Exercise directions. Present the following data again exactly as it is shown.

# Start of Material provided

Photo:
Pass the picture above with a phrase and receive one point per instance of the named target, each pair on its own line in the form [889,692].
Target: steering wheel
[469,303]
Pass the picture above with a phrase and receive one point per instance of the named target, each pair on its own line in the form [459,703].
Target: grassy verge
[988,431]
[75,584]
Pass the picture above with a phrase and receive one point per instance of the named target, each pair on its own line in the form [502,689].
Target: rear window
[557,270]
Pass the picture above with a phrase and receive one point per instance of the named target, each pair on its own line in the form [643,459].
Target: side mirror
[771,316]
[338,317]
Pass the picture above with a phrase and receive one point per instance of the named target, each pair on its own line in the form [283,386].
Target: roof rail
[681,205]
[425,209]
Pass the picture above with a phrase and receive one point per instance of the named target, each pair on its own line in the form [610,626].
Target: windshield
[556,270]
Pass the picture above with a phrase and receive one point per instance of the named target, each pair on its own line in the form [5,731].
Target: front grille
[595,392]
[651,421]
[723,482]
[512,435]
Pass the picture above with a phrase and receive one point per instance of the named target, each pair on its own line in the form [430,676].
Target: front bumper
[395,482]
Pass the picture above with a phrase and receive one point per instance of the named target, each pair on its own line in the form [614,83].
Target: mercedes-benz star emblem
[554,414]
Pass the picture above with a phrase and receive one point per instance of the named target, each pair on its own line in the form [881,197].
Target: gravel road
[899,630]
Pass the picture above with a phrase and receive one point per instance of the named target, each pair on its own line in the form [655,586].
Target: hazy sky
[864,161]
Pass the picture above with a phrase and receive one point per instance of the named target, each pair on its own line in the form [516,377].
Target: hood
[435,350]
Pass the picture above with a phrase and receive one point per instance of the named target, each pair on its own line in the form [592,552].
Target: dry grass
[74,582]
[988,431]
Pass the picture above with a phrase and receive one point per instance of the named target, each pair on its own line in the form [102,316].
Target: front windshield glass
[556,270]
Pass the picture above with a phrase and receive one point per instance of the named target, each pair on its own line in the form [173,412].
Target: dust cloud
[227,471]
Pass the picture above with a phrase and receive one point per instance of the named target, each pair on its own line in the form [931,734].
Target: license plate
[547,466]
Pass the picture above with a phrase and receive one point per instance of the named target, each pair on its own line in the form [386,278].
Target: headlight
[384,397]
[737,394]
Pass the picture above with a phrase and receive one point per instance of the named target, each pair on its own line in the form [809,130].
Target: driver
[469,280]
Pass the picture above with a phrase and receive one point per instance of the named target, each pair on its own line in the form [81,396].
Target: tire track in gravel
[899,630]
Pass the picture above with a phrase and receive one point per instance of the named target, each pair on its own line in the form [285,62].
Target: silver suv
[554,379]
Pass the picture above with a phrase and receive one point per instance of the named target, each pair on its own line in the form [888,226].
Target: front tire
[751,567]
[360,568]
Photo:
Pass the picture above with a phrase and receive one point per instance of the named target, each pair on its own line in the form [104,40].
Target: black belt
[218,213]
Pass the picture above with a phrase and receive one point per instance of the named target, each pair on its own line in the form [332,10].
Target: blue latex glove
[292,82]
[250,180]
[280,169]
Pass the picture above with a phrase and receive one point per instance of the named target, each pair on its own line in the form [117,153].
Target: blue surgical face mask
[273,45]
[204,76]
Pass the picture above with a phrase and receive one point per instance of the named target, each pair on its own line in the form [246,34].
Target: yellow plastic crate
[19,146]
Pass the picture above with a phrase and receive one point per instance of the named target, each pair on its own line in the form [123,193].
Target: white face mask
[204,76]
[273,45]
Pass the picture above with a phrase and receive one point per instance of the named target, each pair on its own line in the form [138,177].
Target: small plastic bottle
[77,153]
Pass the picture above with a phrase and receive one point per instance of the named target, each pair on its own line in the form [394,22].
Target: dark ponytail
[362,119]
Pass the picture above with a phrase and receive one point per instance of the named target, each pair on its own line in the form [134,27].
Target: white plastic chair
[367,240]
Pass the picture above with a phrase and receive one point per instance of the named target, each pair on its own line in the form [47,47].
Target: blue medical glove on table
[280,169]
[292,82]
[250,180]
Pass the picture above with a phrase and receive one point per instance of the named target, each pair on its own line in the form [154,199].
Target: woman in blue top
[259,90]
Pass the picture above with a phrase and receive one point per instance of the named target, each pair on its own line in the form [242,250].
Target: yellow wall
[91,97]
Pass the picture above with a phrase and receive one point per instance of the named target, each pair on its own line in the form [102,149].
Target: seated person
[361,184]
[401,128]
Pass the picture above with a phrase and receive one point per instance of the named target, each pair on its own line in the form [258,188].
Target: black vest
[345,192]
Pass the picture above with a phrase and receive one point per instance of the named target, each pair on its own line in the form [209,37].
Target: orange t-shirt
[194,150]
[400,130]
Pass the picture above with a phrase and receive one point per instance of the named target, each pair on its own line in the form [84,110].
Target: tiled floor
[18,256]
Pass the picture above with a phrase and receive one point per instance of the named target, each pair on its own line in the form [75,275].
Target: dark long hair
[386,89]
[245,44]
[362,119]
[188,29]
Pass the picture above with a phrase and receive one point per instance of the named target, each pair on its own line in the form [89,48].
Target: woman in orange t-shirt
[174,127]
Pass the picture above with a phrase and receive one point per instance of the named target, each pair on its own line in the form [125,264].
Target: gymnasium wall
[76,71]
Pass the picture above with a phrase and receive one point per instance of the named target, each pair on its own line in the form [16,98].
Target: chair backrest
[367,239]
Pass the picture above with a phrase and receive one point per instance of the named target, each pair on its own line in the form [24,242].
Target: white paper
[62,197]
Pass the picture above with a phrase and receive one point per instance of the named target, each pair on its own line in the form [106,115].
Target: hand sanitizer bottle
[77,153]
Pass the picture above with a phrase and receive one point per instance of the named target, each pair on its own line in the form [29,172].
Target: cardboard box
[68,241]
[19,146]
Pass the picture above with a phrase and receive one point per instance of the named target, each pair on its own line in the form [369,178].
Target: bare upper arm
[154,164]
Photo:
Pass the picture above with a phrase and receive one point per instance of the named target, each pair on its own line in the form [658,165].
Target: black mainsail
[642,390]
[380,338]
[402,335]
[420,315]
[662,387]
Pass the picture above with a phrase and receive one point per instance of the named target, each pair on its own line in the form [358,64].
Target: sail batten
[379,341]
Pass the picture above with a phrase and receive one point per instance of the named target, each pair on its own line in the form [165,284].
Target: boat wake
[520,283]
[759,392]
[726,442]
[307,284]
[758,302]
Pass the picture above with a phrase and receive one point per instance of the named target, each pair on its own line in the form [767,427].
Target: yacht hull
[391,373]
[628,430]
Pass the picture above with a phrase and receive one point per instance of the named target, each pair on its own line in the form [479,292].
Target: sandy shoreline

# End of Material provided

Reply.
Photo:
Pass the picture above with a phrase and receive one point per instance of the named target, each pair on its own line in the form [889,692].
Target: steering wheel
[469,303]
Pass the picture above with a phrase and receive one point per instance of the named target, each pair on its own line in the form [459,703].
Target: grassy verge
[988,431]
[75,584]
Pass the picture above with a phrase and receive one point per instance of the named target, each pair on its own line in the form [502,689].
Target: rear window
[557,270]
Pass the picture above with a phrase and receive one point per instance of the named target, each pair on its own line in the form [643,459].
Target: side mirror
[771,316]
[338,317]
Pass the picture above with a phrase and receive one point per instance of the named target, each pair on its own line in the form [283,386].
Target: roof rail
[681,205]
[425,209]
Pass the picture above with a phrase and receive one point per instance of the named target, each pair on its own line in the form [610,626].
Target: windshield
[556,270]
Pass the picture above with a phrase and receive one point per instance of the named target, each pair on its own line in the form [5,731].
Target: front grille
[595,392]
[651,421]
[723,482]
[512,435]
Pass the picture above with a phrase and receive one point per instance of the named target, each pair on its own line in the form [430,676].
Target: front bumper
[395,482]
Pass the picture above with a phrase and receive one point per instance of the named target, each pair on its own line in the form [614,83].
Target: mercedes-benz star emblem
[554,414]
Pass the picture above with a phrase and receive one point per instance of the named target, each pair on its own line in the form [881,197].
Target: gravel road
[899,630]
Pass the picture above with a phrase and receive one point per instance of the named target, each pair on its own line in the form [655,586].
Target: hazy sky
[864,161]
Pass the picture above with a phrase and receive one point per instance of the named target, each pair on its own line in the form [516,377].
Target: hood
[435,350]
Pass the picture above with a phrase and receive one point per instance of the named target, each pair on its own line in the form [592,552].
Target: dry grass
[74,582]
[988,431]
Pass the picture above with a phrase and receive one point per instance of the named target, each pair on its own line in the form [102,316].
Target: front windshield glass
[556,270]
Pass the picture above with a phrase and receive one point per instance of the named target, each pair on its own line in the form [173,412].
Target: dust cloud
[227,471]
Pass the picture above with a phrase and receive one point per instance of the named target, each pair on its own line in the form [931,734].
Target: license plate
[547,466]
Pass the picture above with a phrase and receive one point per instance of the named target, each pair on its own line in the form [386,278].
Target: headlight
[384,397]
[737,394]
Pass the picture above with a phrase and receive one point per instance of the named target, each pair on its own line in the form [809,130].
Target: driver
[469,280]
Pass the picture above with a phrase and receive one point per instance of the named target, each pair on its own line in the form [81,396].
Target: tire track in gravel
[899,630]
Pass the picture above with a phrase and receive one point per instance of the named target, each pair on its own line in the form [285,62].
Target: silver suv
[554,379]
Pass the picture above with a phrase and receive one point per instance of the named target, each pair on its own line in the form [888,226].
Target: front tire
[751,567]
[360,568]
Photo:
Pass the picture above with a phrase and receive one point per instance of the named target, each pair on its own line in the form [104,40].
Target: black belt
[218,213]
Pass the picture above with a phrase and receive one point per instance of the named target, each pair on its own line in the form [332,10].
Target: blue latex glove
[292,82]
[250,180]
[280,169]
Pass the picture above with a phrase and receive one point per instance of the named target, each pair on its own line in the form [117,153].
Target: blue surgical face mask
[273,45]
[204,76]
Pass the picture above with a phrase and receive one point per instance of the named target, each pair on its own line in the form [246,34].
Target: yellow plastic crate
[19,146]
Pass the picture above with a phrase and receive one point per instance of the named target, each pair on its own line in the form [123,193].
Target: white face mask
[204,76]
[273,45]
Pass the picture above with a phrase and receive one point per instance of the named target, each pair on its own line in the form [138,177].
Target: small plastic bottle
[77,153]
Pass the picture above with a phrase and receive one point per instance of the named target, each pair on its own line in the form [394,22].
Target: dark ponytail
[362,119]
Pass the picture above with a phrase and receive one point per instance of the named target, each pair on its own line in the form [134,27].
Target: white plastic chair
[367,240]
Pass the picture above with a phrase and receive one point per instance of the named target, each pair on its own line in the form [47,47].
Target: blue medical glove on table
[280,169]
[292,82]
[250,180]
Pass the picture above with a phrase and receive one point per instance of the named target, each pair on its own line in the form [154,199].
Target: woman in blue top
[259,90]
Pass the picture above with a phrase and receive one point per instance of the named target, each pair on its own line in the form [242,250].
Target: yellow wall
[91,97]
Pass the picture above with a phrase and receive one point per instance of the named target, each pair on its own line in the form [102,149].
Target: seated person
[361,184]
[401,128]
Pass the picture above with a phrase and receive one point per instance of the named target, each pair on its own line in the form [258,188].
Target: black vest
[345,192]
Pass the picture above with a phrase and receive one point per instance of the named target, each pair on its own line in the form [209,37].
Target: orange t-shirt
[194,150]
[400,130]
Pass the picture above with a phrase and receive one point per instance of the named target, each pair on its own line in the form [84,110].
Target: tiled floor
[18,256]
Pass the picture above with a phrase and receive one point per instance of the named target, each pair on its own line in the form [75,275].
Target: dark long hair
[386,89]
[245,44]
[362,119]
[188,29]
Pass the picture above with a phrase and receive one point per instance of the named target, each pair on its own line in the form [89,48].
Target: woman in orange t-shirt
[174,127]
Pass the picture above with a phrase and receive one point per instance of the named target, each pair on its own line in the form [125,264].
Target: gymnasium wall
[76,71]
Pass the picture above with a phrase and receive one point per instance of the named target, each pair on its own line in the form [16,98].
Target: chair backrest
[367,239]
Pass the picture above with a phrase and receive one point per instance of the named target, each pair on its own line in the form [24,242].
Target: white paper
[62,197]
Pass the picture above with a phrase and receive one point per instance of the named target, each pair on its own line in the form [106,115].
Target: hand sanitizer bottle
[77,153]
Pass the picture above with a phrase and receive one point per instance of the named target, each pair on its own line in the form [29,172].
Target: cardboard box
[68,241]
[19,146]
Pass the picture above with a phrase and receive one point per instance of the named target, each pair on its own line in the form [369,178].
Target: bare upper arm
[154,164]
Photo:
Pass the picture above with a phrase and receive one point per instance of the named target, each pair on its own line in the form [658,165].
Target: black mainsail
[642,390]
[380,338]
[402,335]
[420,315]
[662,387]
Pass the picture above with a phrase and receive one point per instance of the named target, each pair on its own line in the form [358,64].
Target: sail batten
[379,341]
Pass the picture above with a phrase and receive one point per instance of the named target, each pair on its own line in the form [165,284].
Target: boat wake
[520,283]
[759,392]
[726,442]
[307,284]
[758,302]
Pass the picture above with a phrase and receive one point per instance of the named target, each pair on its own line in the form [767,427].
Target: yacht hull
[391,373]
[628,430]
Pass the picture above with a phrase and receive one point per instance of the named target, each pair on its own line in the form [479,292].
Target: sandy shoreline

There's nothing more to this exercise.